Ces dernières années, les équipes MSF dans les camps ont traité un nombre croissant de patients et de patientes souffrant de maladies de la peau. En mars 2022, elles ont commencé à voir un nombre inhabituellement élevé de personnes atteintes de gale et, depuis, les chiffres sont montés en flèche. Entre janvier et mai de cette année, les équipes MSF dans les camps ont traité près de 70 000 personnes pour la gale, soit près du double de la même période en 2022.

« Certains jours, nous avons atteint des pics de 700 malades », explique Pankaj Paul, coordinateur médical adjoint de MSF Bangladesh. La situation est restée la même jusqu’en janvier 2023. Nous avons émis une alerte à ce sujet, tout en faisant face à une énorme charge de travail pour répondre à cette augmentation. Notre équipe a vu le nombre de malades augmenter et, à partir de février 2023, elle a décidé de les rediriger vers les centres de santé proches de leurs camps respectifs. « Pour l’instant, nous ne pouvons pas traiter toutes les personnes qui arrivent avec la gale – nous n’avons tout simplement pas la capacité nécessaire », explique Pankaj Paul.  

« Notre fils de quatre ans a la gale depuis décembre dernier », explique Ajmot Ullah, membre de la communauté rohingya vivant dans les camps. « Il a commencé à avoir des éruptions cutanées sur les mains, puis sur tout le corps. Nous avons dépensé de l’argent chez les médecins et dans les pharmacies et il a fini par aller mieux, mais il a très vite été réinfecté par la gale. Il ne dort pas beaucoup, tout son corps le démange, surtout la nuit, et il pleure beaucoup à cause de la douleur. Mes deux autres fils ont également la gale, et ma femme et moi avons aussi des symptômes. C’est devenu un cauchemar pour ma famille ».

L’année dernière, MSF au Bangladesh a mené une étude sur l’eau et les conditions sanitaires dans les camps de réfugiés rohingyas, laquelle montre que la situation est préoccupante. Nous constatons que l’assainissement n’est pas adéquat et que la disponibilité de l’eau est insuffisante. Les infrastructures reliées à l’eau et à l’assainissement se sont considérablement améliorées au cours des deux dernières années (installation de réseaux d’eau, chloration), mais l’entretien se dégrade. Ainsi, il y a moins de latrines en état de marche qu’auparavant. Dans certaines régions, les gens n’ont accès à l’eau que deux heures par jour. Cette situation est due au mauvais fonctionnement des systèmes d’approvisionnement en eau, mais elle est également liée au rationnement de l’eau. Ce rationnement est dû à l’idée fausse selon laquelle les ressources en eau souterraine sont épuisées par la population réfugiée, ce qui a été démenti par une surveillance et une modélisation spécialisées de ces sources d’eau. Le mois dernier, les rations de savon des personnes réfugiées ont été réduites de deux à une barre par mois.

● **Consignes**:
**1)** Répondez à ces questions sur le texte consacré à la gale dans les camps rohingyas.
(a) Combien de personnes les équipes MSF ont-elles traitées pour la gale entre janvier et mai de cette année ?
(b) Quel âge a le fils d'Ajmot Ullah atteint de la gale ?
(c) Comment les rations de savon des personnes réfugiées ont-elles changé le mois dernier ?
**2)** Donnez la suite du texte sur la gale dans les camps rohingyas, à partir de sa dernière phrase.

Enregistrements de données
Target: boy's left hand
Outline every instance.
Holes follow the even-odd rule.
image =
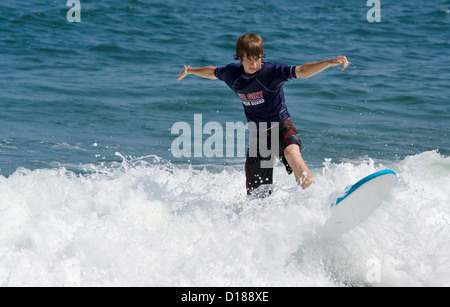
[[[331,59],[330,61],[332,66],[342,64],[342,70],[346,69],[348,66],[348,60],[345,56],[338,56],[334,59]]]

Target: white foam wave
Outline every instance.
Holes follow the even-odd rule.
[[[317,241],[330,192],[384,168],[392,194],[337,241]],[[450,285],[450,158],[324,162],[302,191],[282,167],[247,199],[243,169],[121,164],[0,176],[0,286]]]

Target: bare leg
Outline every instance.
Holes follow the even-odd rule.
[[[302,189],[308,188],[311,184],[315,183],[311,171],[303,161],[300,153],[300,148],[297,144],[291,144],[284,150],[284,157],[289,163],[289,166],[294,171],[295,180],[302,187]]]

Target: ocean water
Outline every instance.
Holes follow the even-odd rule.
[[[0,286],[449,286],[450,1],[380,2],[1,4]],[[351,62],[284,87],[308,190],[278,165],[247,199],[238,152],[173,154],[177,122],[245,122],[224,83],[175,79],[246,32],[268,61]],[[317,240],[330,195],[385,168],[386,201]]]

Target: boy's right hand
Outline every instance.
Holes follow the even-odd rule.
[[[188,74],[186,74],[186,70],[188,68],[191,68],[191,66],[184,65],[184,68],[180,71],[180,74],[178,75],[177,81],[180,81],[180,80],[184,79],[188,75]]]

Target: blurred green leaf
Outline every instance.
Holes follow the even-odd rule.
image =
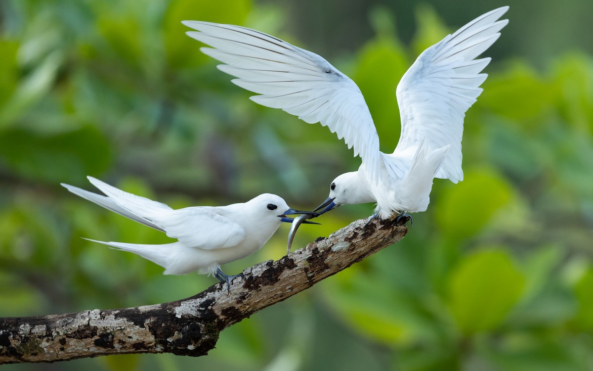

● **Réponses par consigne**:
**1)**
(a) Près de 70 000 personnes.
(b) Quatre ans.
(c) Elles sont passées de deux barres à une barre par mois.

**2)**
« Nous n’avons pas assez de place », explique Taher, un réfugié de 18 ans vivant dans le camp de Jamtoli. « J’ai fait de mon mieux pour maintenir les normes d’hygiène, mais c’est difficile. Nous partageons la literie, nous partageons les vêtements, nous partageons tout. Maintenant, nous partageons aussi la gale. »

Cette épidémie de gale incontrôlable survient dans un contexte de réduction des fonds alloués aux personnes réfugiées rohingyas au Bangladesh, notamment pour les rations alimentaires. Même avant la réduction du financement, le niveau des services fournis par les agences d’aide dans les camps ne répondait pas aux besoins des personnes réfugiées. MSF est particulièrement préoccupée par le manque d’accès à des centres de santé dans les camps qui soient dotés d’un personnel complet et de médicaments en quantité suffisante.

« Un taux de positivité de 40 pour cent pour la gale est le ” canari dans la mine de charbon “, nous indiquant que la réponse sous-jacente en matière de santé et d’assainissement dans le camp ne fonctionne pas et qu’elle risque de menacer davantage le bien-être des Rohingyas et de la communauté locale de Cox’s Bazar », ajoute Karsten Noko.